[Segmentation mask data]
◆ ◆ ◆ ◆ ◆ ◆ ◆

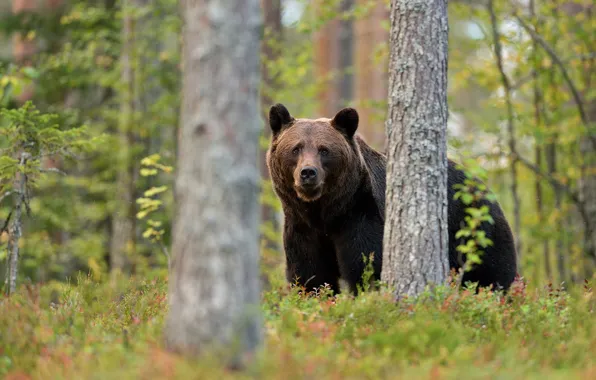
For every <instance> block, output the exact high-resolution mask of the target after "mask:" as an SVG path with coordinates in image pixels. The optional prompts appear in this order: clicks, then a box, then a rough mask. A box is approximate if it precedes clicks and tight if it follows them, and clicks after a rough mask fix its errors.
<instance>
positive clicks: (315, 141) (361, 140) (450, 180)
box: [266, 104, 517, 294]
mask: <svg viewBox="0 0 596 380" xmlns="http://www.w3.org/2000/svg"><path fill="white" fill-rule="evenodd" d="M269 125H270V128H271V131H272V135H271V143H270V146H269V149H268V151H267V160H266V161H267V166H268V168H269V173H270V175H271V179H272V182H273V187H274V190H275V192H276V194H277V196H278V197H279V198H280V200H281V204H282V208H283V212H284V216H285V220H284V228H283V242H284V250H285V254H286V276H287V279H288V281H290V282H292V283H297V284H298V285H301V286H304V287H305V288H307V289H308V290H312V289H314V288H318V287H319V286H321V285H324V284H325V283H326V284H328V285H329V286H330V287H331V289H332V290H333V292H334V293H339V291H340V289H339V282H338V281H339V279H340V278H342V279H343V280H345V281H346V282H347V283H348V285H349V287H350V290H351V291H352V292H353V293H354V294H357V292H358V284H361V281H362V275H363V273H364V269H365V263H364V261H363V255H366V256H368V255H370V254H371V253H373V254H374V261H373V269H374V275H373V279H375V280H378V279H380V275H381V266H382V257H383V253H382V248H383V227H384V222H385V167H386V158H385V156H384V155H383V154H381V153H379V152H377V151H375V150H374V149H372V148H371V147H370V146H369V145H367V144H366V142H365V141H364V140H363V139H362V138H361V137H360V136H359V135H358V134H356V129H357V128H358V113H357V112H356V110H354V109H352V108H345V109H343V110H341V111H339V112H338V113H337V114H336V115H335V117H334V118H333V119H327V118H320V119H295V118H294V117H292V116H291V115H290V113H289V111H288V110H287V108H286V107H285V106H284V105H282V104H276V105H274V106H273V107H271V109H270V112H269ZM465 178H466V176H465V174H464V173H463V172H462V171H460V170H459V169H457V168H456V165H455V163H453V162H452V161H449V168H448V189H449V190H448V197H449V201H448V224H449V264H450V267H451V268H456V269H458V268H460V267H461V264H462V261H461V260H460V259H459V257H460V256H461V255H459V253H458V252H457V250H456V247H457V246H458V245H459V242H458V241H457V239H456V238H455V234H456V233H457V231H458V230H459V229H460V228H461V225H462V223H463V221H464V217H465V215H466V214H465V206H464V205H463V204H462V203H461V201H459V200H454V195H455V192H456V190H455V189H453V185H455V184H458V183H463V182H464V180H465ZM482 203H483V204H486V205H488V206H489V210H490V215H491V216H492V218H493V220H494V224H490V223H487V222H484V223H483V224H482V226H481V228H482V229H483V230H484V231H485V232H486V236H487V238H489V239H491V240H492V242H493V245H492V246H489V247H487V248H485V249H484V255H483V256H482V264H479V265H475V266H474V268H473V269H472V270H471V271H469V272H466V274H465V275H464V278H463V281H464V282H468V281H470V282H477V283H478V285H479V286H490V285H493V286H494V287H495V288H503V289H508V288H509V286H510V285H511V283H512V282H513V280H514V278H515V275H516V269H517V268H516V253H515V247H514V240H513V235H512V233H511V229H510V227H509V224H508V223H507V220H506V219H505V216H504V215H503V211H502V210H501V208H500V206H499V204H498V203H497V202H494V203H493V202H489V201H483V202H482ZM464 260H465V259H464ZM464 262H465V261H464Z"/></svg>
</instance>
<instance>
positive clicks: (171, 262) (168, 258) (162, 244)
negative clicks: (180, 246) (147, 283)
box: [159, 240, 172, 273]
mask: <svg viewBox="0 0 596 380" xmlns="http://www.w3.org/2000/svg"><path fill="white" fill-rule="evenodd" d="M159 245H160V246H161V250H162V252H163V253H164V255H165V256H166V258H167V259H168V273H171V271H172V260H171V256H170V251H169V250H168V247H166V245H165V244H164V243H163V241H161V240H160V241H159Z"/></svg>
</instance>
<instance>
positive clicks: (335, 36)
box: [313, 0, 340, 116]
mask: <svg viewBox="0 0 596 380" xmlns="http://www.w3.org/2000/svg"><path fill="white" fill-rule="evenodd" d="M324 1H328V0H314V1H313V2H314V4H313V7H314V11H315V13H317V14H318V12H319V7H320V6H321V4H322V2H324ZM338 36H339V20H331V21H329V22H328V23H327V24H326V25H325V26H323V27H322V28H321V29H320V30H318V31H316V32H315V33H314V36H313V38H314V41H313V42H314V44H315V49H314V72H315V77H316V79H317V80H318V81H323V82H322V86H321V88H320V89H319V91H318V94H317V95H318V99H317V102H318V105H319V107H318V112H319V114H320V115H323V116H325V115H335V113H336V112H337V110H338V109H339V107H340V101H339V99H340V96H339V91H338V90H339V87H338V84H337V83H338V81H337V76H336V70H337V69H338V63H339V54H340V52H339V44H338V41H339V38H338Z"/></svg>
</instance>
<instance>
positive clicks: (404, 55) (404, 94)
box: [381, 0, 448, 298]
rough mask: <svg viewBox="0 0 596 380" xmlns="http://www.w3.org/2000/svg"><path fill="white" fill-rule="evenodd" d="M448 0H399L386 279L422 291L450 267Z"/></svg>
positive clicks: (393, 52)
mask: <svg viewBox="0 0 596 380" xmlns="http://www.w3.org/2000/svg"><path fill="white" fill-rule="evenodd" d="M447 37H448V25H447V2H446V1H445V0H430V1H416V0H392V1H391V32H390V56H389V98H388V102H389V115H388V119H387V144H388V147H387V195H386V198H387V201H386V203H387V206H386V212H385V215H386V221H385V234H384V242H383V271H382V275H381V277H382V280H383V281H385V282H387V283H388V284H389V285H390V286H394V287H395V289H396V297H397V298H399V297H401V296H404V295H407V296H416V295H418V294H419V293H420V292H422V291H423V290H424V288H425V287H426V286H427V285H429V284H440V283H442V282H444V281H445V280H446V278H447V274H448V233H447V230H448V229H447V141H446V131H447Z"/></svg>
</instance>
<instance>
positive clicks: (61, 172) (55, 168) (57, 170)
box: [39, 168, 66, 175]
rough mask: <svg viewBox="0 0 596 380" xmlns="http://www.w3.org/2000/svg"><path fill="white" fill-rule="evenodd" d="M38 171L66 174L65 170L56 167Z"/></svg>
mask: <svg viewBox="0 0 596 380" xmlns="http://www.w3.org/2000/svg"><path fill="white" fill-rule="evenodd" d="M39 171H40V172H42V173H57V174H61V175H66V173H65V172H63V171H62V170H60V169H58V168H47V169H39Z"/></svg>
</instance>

◆ ◆ ◆ ◆ ◆ ◆ ◆

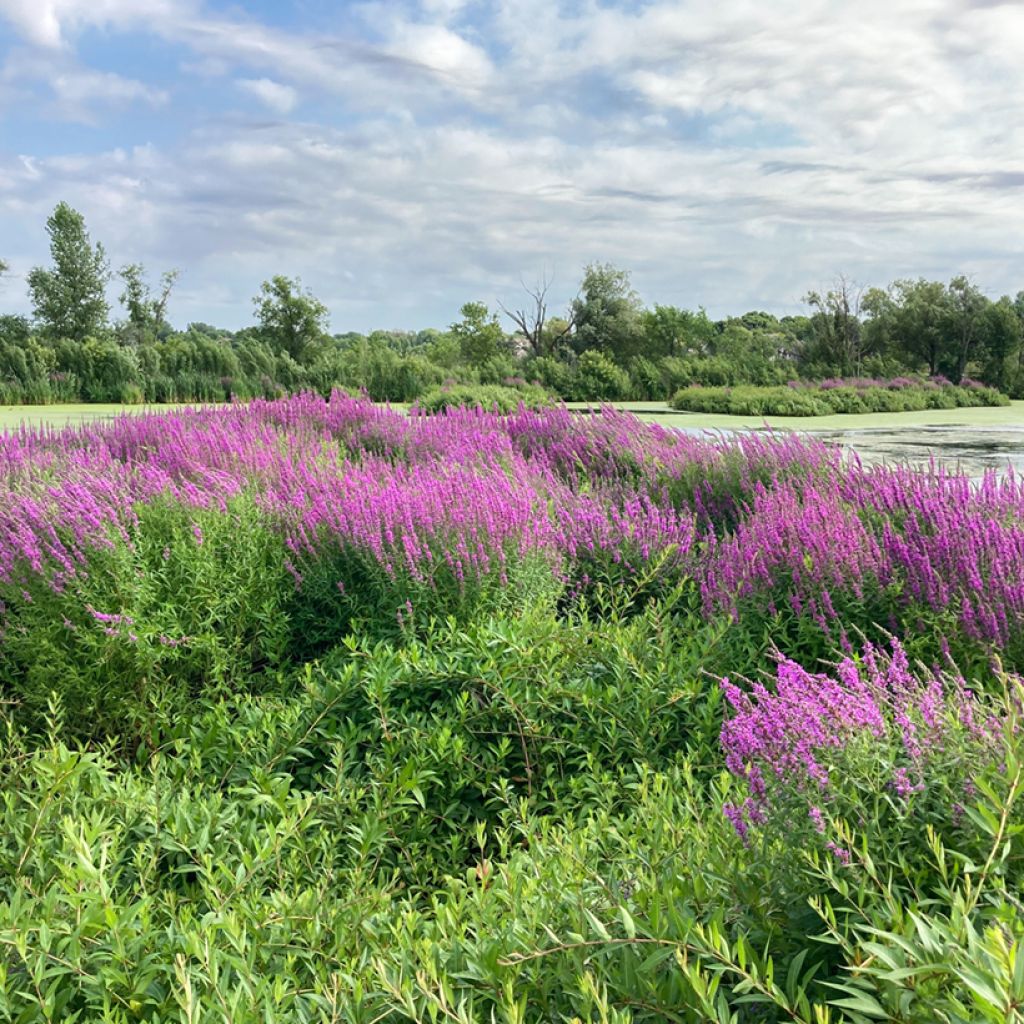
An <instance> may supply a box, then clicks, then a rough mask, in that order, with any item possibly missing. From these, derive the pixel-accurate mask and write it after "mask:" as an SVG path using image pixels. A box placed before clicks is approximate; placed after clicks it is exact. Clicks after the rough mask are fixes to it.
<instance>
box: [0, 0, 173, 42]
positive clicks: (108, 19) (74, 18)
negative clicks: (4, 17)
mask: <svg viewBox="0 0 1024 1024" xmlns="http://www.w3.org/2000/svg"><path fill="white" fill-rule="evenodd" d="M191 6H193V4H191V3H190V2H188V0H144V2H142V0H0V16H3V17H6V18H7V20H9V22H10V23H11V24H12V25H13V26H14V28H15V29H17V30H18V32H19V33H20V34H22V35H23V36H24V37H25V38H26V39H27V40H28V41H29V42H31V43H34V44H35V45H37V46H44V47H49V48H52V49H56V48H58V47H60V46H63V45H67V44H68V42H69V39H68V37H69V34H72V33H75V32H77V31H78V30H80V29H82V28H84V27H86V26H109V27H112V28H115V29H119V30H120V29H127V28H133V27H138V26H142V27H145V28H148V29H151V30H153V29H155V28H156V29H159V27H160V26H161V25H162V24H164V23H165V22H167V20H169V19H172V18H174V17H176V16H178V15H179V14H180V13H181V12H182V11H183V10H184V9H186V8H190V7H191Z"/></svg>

◆ ◆ ◆ ◆ ◆ ◆ ◆

* [Description of the task] Render the lines of the material above as a Markdown table with the columns Row and Material line, starting at the line that contains "0H399L386 279L422 291L450" and ending at the line that contains "box: [39, 168, 66, 175]", and skip any blank lines.

* [Output of the exercise]
| Row | Material line |
|---|---|
| 1 | rough mask: <svg viewBox="0 0 596 380" xmlns="http://www.w3.org/2000/svg"><path fill="white" fill-rule="evenodd" d="M448 0H399L386 279L422 291L450 267Z"/></svg> |
| 2 | positive clicks: (393, 52) |
| 3 | mask: <svg viewBox="0 0 596 380" xmlns="http://www.w3.org/2000/svg"><path fill="white" fill-rule="evenodd" d="M447 37H448V25H447V2H446V1H445V0H430V1H416V0H392V1H391V32H390V56H389V98H388V102H389V115H388V119H387V144H388V147H387V195H386V198H387V201H386V203H387V206H386V212H385V215H386V221H385V234H384V242H383V271H382V275H381V277H382V280H383V281H385V282H387V283H388V284H389V285H390V286H394V287H395V289H396V297H397V298H399V297H401V296H404V295H407V296H416V295H418V294H419V293H420V292H422V291H423V290H424V288H425V287H426V286H427V285H429V284H440V283H442V282H444V281H445V280H446V278H447V274H448V233H447V230H448V229H447V141H446V131H447Z"/></svg> |
| 4 | </instance> |
| 5 | <instance> |
| 6 | positive clicks: (61, 172) (55, 168) (57, 170) |
| 7 | box: [39, 168, 66, 175] |